§ **EXCERPT TO READ**
........

The days of “Dancing Baby” are, fortunately, behind us. New viral videos are defining our humor, musical tastes, and, as of late, marketplace. As savvy entrepreneurs discover the potential of a memorable launch video, more and more businesses are hedging their bets on a clever sales pitch. Why exactly? Because a good launch video mixes a potent cocktail of communication, exchange, and character.

They Identify a Need

Startups sit in a precarious place in the market. They aren’t large enough to readily shift their production capabilities and product design, nor are they small enough to let the chips fall where they may and walk away unharmed. A lot of personal and financial investment goes into a startup, which is why successful entrepreneurs understand that they must make their business indispensable in order to survive.

For that reason, a good launch video identifies a need. However, the video doesn’t always come out and explicitly say, “you have trouble finding paperclips.” Often the presentation is clever, smart, intuitive, and subtle, helping the viewer commiserate, and immediately establishing the importance of the product in the lives of viewers. In doing so, whether you’ve heard what the company offers or not, you’re intrigued, and want to know more.

........

[Referring expression data]
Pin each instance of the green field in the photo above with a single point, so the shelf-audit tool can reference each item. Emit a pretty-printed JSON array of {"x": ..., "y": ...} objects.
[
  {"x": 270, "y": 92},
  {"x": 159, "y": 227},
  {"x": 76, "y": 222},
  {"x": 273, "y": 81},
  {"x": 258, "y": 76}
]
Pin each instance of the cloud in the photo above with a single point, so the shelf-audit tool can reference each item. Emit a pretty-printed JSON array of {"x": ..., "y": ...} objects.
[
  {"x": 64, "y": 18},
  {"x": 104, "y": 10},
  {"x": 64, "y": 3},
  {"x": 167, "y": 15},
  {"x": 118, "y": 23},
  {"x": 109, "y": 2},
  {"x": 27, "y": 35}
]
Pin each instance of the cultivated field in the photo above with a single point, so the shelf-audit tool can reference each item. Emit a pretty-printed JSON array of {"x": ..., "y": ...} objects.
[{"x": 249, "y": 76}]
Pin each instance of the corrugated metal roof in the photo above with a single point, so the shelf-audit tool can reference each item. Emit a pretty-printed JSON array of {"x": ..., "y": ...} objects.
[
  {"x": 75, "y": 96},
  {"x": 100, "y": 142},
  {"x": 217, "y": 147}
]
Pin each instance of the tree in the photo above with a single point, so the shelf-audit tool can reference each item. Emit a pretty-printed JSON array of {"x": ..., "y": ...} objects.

........

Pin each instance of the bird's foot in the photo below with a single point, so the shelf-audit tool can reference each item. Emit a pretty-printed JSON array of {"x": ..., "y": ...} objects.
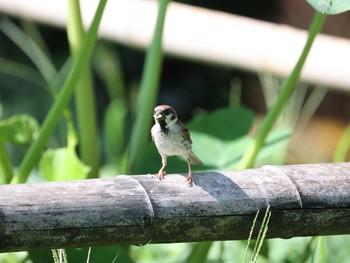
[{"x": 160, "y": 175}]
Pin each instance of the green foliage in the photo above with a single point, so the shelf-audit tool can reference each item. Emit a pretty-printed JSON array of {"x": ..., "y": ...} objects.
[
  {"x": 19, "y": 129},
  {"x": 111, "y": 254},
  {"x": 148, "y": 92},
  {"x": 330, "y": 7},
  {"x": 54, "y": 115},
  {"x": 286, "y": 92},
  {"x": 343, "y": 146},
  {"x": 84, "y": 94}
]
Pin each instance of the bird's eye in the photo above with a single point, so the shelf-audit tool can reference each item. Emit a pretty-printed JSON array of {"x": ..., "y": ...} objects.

........

§ **TASK REQUIREMENTS**
**A)** According to the passage on launch videos, what three things does a good launch video mix?
**B)** Transcribe the passage on launch videos from "They Identify a" up to and including "to know more.".
**C)** For each statement, say yes or no as to whether it agrees with the passage on launch videos, and quote the words that decide it. (i) Startups are large enough to readily shift their production capabilities. (ii) A good launch video always states the viewer's problem outright. (iii) A lot of personal and financial investment goes into a startup.
The items above are separate from the passage on launch videos.

§ **ANSWERS TO THE EXERCISE**
**A)** Communication, exchange, and character.

**B)**
They Identify a Need

Startups sit in a precarious place in the market. They aren’t large enough to readily shift their production capabilities and product design, nor are they small enough to let the chips fall where they may and walk away unharmed. A lot of personal and financial investment goes into a startup, which is why successful entrepreneurs understand that they must make their business indispensable in order to survive.

For that reason, a good launch video identifies a need. However, the video doesn’t always come out and explicitly say, “you have trouble finding paperclips.” Often the presentation is clever, smart, intuitive, and subtle, helping the viewer commiserate, and immediately establishing the importance of the product in the lives of viewers. In doing so, whether you’ve heard what the company offers or not, you’re intrigued, and want to know more.

**C)**
(i) No: "They aren’t large enough to readily shift their production capabilities and product design"
(ii) No: "the video doesn’t always come out and explicitly say"
(iii) Yes: "A lot of personal and financial investment goes into a startup"